> **READING TEXT**
□ □ □ □ □
MEDIUM: cache: Add the Vary header support

Calculate a preliminary secondary key for every request we see so that
we can have a real secondary key if the response is cacheable and
contains a manageable Vary header.
The cache's ebtree is now allowed to have multiple entries with the same
primary key. Two of those entries will be distinguished thanks to
secondary keys stored in the cache_entry (based on hashes of a subset of
their headers).
When looking for an entry in the cache (cache_use), we still use the
primary key (built the same way as before), but in case of match, we
also need to check if the entry has a vary signature. If it has one, we
need to perform an extra check based on the newly built secondary key.
We will only be able to forge a response out of the cache if both the
primary and secondary keys match with one of our entries. Otherwise the
request will be forwarder to the server.
□ □ □ □ □
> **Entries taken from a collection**
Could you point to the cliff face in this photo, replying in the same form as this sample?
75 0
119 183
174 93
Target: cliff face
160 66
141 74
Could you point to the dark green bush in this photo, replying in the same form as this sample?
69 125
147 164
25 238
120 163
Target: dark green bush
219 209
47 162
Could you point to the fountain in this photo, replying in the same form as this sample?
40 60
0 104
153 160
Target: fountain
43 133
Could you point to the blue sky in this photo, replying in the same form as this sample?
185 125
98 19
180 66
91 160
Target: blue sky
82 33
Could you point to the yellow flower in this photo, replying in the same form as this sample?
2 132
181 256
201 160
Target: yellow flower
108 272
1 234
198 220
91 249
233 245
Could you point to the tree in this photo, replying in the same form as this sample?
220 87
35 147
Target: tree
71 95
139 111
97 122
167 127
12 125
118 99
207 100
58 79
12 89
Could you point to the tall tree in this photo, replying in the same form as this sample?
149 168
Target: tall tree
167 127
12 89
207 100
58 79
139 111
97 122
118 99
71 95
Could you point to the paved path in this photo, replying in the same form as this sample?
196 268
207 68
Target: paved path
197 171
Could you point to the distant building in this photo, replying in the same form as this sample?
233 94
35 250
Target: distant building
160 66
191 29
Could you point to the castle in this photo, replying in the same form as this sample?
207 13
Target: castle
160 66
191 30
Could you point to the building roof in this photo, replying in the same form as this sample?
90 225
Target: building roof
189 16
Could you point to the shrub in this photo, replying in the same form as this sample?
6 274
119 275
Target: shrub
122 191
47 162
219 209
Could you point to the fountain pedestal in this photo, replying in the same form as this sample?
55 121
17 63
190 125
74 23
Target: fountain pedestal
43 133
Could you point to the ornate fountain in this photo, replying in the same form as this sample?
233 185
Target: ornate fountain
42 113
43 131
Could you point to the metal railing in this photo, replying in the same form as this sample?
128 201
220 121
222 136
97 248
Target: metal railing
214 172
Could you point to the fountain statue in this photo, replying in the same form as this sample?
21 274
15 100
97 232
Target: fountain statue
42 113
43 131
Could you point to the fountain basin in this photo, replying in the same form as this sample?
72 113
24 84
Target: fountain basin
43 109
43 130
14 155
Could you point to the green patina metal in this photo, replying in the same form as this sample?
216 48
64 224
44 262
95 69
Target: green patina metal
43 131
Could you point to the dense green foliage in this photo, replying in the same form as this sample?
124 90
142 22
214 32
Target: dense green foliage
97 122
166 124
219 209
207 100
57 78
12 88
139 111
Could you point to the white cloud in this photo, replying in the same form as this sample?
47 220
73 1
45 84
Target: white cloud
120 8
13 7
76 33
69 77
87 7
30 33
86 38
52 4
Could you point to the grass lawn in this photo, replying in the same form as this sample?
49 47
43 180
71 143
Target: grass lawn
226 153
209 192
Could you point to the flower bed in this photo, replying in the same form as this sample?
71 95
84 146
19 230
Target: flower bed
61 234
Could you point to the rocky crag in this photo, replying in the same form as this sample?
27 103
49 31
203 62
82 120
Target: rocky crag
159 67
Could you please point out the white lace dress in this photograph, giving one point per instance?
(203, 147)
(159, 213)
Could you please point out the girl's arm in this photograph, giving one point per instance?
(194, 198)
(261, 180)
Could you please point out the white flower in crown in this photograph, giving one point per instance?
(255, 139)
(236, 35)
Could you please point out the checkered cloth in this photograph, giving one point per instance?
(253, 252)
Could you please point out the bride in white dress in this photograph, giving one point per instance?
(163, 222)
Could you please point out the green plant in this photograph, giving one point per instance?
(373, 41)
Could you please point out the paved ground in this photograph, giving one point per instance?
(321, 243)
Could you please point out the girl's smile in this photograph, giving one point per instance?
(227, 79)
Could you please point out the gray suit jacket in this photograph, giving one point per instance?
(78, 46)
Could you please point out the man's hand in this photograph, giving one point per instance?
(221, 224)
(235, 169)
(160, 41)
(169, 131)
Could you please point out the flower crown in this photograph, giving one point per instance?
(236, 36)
□ □ □ □ □
> **GIVEN REQUEST A**
According to the cache commit message, what are the secondary keys stored in the cache_entry based on?
> **GIVEN REQUEST B**
Turn the rows into a Markdown table with the columns Number and Row line, leaving out blank lines. Begin at the line that has "Could you please point out the girl's smile" and stop after the last line of the rows.
The commit message and the rows are unrelated material.

> **EXERCISE RESPONSE A**
They are based on hashes of a subset of the entries' headers.

> **EXERCISE RESPONSE B**
| Number | Row line |
|---|---|
| 1 | Could you please point out the girl's smile in this photograph, giving one point per instance? |
| 2 | (227, 79) |
| 3 | Could you please point out the gray suit jacket in this photograph, giving one point per instance? |
| 4 | (78, 46) |
| 5 | Could you please point out the man's hand in this photograph, giving one point per instance? |
| 6 | (221, 224) |
| 7 | (235, 169) |
| 8 | (160, 41) |
| 9 | (169, 131) |
| 10 | Could you please point out the flower crown in this photograph, giving one point per instance? |
| 11 | (236, 36) |